● EXERCISE REQUIREMENTS: Retype, word for word, each line between the lines holding "point | a marker on each instance of the black" and "target | potted plant", inclusive, and leave the rest of the data alone.

-- DATA follows --

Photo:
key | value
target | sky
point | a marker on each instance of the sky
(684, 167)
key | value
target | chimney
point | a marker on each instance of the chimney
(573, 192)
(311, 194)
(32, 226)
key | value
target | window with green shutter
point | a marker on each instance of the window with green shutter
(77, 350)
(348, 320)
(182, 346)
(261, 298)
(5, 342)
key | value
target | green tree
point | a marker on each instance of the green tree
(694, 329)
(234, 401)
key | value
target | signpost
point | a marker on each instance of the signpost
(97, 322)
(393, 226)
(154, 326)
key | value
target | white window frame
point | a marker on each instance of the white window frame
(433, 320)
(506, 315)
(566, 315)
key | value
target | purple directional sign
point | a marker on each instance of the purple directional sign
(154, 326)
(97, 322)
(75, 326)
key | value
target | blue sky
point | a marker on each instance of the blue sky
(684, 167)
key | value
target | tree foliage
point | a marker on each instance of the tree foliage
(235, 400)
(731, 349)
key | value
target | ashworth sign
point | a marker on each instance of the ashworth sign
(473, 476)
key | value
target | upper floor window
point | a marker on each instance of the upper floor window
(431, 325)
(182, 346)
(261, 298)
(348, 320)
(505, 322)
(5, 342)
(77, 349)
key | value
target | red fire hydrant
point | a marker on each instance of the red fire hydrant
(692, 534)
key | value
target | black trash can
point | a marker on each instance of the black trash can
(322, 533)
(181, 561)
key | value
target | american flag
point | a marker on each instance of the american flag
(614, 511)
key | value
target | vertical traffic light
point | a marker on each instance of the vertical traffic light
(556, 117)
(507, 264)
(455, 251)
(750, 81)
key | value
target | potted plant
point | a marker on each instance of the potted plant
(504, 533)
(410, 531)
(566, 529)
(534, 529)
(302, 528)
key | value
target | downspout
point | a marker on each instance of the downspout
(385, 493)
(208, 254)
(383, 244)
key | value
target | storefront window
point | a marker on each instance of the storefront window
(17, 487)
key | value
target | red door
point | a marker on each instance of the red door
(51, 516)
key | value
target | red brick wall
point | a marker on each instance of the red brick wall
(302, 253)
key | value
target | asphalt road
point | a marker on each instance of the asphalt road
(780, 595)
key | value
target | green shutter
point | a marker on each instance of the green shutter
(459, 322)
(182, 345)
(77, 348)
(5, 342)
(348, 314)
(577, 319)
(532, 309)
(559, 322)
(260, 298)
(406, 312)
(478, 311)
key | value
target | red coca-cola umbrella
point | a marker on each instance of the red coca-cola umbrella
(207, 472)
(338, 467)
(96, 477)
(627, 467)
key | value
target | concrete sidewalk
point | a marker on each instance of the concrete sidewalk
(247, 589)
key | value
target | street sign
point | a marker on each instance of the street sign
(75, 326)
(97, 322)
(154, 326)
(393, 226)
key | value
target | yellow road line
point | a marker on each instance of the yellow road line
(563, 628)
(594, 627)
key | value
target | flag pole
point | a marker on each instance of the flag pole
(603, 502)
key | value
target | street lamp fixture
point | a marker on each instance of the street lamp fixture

-- DATA concluded --

● RESPONSE AREA:
point | a marker on each instance of the black trash can
(322, 533)
(181, 561)
key | value
target | american flag
point | a marker on each instance of the american flag
(614, 511)
key | value
target | vertical traffic light
point | a marker on each instance of the vertical traffic light
(556, 117)
(507, 264)
(455, 251)
(750, 81)
key | value
target | potted plant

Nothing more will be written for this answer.